── Text excerpt
I think it's all about your comfort level. Im bi and I did tell my parents that when I was dating a woman, but even though they are both very open, I think they both assumed it was a phase and still do. It doesn't help that I'm dating a guy now, but it's not really something that I feel the need to push on them. If I end up dating another woman in the future, it will probably come up again. Most of my friends know as well but it's something that just came up randomly in conversation for most of them. It's not like I "came out" to any of them really. I'm sure the gay people reading this hate us all right now. We kind of have it easy.
Samantha, you nailed it perfectly! Some things are for public consumption and other things are not. Just because we live in an age of social media where everyone seems to be privy to everyone's private thoughts, actions and info, it doesn't mean it's always appropriate. What I'm into and what I do in private are my own business and no one else's unless I say so. I mean, I don't go and tell my co-workers how things went on the toilet before work. It's personal!
I still don't understand why gays should even come out. I don't get coming out. It just doesn't register any sense to me. I don't tell anybody anything but I don't hide it either. I call my partner "my partner" in front of her to others. If they have to work out what's going on then I dunno, they can develop their own thoughts. I don't think I've ever come out to anyone. My friends all knew I was dating a girl. I told my parents I was dating a girl. I don't think that's coming out. More so, just like.. I'm dating a girl.. that's it. That's that. There's nothing more. Anything more is just the burdens of someone else. I wasn't even aware you could come out as bi. In a world where even men are admitting attractions to other men, and the percentage increases of the number of people expressing desires for the same sex, I just didn't know you could come out as bisexual. It's almost normal. Or is normal. I always feel like there's too much pressure to announce to everybody what you are and it's just not necessary. Who really needs to know? Who's business is it really? if you have the need to disclose this then you're going to be subjected to public opinion. They have every right to express their opinions too and at the end of the day, I feel that, you're just making yourself a target for it if you have this need and desire to tell everybody.
In the spirit of looking out for people who actually have detrimental issues with their sexuality, I find that comment a little distasteful.
Missed the point because it was all fappage, eh? No one should "have" to come out. Or "have" to stay quiet. I have had romantic relationships with men and women. It is part of me, and I don't advertise and I don't hide.
I am a 69 year old happily married man who in the last couple of years started having sex with men. There is no possible way I can come out to anybody it would destroy my family. So I agree that being bi, especially for someone my age, should be kept a personal and private affair.
There is absolutely no way this is a yes or no answer! What suits one person may be completely unacceptable to somebody else, for a whole variety of reasons. There is however a perfectly simple answer to the question that most people should be able to comprehend; live and let live!
So, oh no, cannot be thought of as possibly gay, but you can cheat as a "happily married man?" This is I why bi folks get so much shit. Have some ethics.
I totally agree with you Will. It's YOUR decision based on what's best for YOU. At the risk of repeating myself, we should all 'live and let live.' Welcome to Hip Will.
For the same reasons as Will George , I will choose to keep my bisexuality private. No one need to know. It would destroy my family. I am very careful for those reasons. I have lived in a relationship where sex is always last, on the back burner. In every other aspect she is a great wife. It's just that after 35 years I want to be sexually satisfied. By now I know it won't happen at home. So I do what I do in private.
9 Great post WM. Those last two sentences are really quite hard hitting. I for one completely understand why you will keep your bisexuality private.
────
**Work order:** Reproduce, word for word, the stretch of the comments on coming out above from "I am a 69 year" through "and let live!".
── Data records
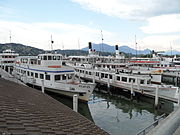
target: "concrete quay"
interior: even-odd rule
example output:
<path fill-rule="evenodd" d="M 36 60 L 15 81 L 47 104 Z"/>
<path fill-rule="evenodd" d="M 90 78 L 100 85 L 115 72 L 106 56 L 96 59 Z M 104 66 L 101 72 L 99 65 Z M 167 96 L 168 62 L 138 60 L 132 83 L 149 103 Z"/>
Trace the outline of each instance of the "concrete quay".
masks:
<path fill-rule="evenodd" d="M 0 78 L 0 134 L 106 135 L 108 133 L 41 91 Z"/>

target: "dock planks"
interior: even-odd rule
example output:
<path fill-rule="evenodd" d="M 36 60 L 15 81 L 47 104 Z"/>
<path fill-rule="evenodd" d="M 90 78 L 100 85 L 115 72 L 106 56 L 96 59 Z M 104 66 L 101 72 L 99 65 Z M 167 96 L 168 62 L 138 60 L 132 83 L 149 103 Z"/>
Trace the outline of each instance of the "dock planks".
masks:
<path fill-rule="evenodd" d="M 0 134 L 106 135 L 108 133 L 41 91 L 0 78 Z"/>

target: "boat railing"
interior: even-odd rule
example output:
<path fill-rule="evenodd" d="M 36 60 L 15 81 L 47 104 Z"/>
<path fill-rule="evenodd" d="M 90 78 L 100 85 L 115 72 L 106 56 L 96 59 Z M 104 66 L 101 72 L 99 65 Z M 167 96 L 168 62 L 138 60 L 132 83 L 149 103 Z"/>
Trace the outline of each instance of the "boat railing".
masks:
<path fill-rule="evenodd" d="M 136 135 L 146 135 L 151 129 L 153 129 L 155 126 L 158 125 L 158 123 L 163 120 L 166 117 L 166 114 L 164 113 L 159 118 L 157 118 L 151 125 L 147 126 L 140 132 L 138 132 Z"/>

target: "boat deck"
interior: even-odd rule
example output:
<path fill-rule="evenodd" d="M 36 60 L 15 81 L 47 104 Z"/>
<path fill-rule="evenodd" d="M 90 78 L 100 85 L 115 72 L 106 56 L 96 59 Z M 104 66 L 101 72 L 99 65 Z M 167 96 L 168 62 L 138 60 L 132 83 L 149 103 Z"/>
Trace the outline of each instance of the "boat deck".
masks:
<path fill-rule="evenodd" d="M 0 134 L 108 133 L 41 91 L 0 78 Z"/>

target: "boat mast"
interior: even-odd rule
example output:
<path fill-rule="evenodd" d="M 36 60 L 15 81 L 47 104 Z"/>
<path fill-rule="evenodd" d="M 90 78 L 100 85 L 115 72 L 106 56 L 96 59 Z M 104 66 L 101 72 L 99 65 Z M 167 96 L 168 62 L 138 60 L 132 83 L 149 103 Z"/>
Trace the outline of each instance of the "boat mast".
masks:
<path fill-rule="evenodd" d="M 9 31 L 9 43 L 11 43 L 11 31 Z"/>
<path fill-rule="evenodd" d="M 52 35 L 51 35 L 51 51 L 53 51 L 53 44 L 54 43 L 54 41 L 52 40 Z"/>
<path fill-rule="evenodd" d="M 103 48 L 103 41 L 104 41 L 104 39 L 103 39 L 103 34 L 102 34 L 102 30 L 101 30 L 101 40 L 102 40 L 102 52 L 104 52 L 104 48 Z"/>
<path fill-rule="evenodd" d="M 136 35 L 135 35 L 135 49 L 136 49 L 136 59 L 137 59 L 137 42 L 136 42 Z"/>

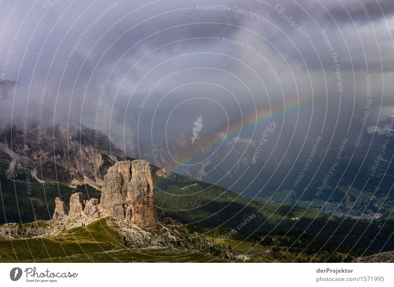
────
**Task response:**
I am a 69 year old happily married man who in the last couple of years started having sex with men. There is no possible way I can come out to anybody it would destroy my family. So I agree that being bi, especially for someone my age, should be kept a personal and private affair.
There is absolutely no way this is a yes or no answer! What suits one person may be completely unacceptable to somebody else, for a whole variety of reasons. There is however a perfectly simple answer to the question that most people should be able to comprehend; live and let live!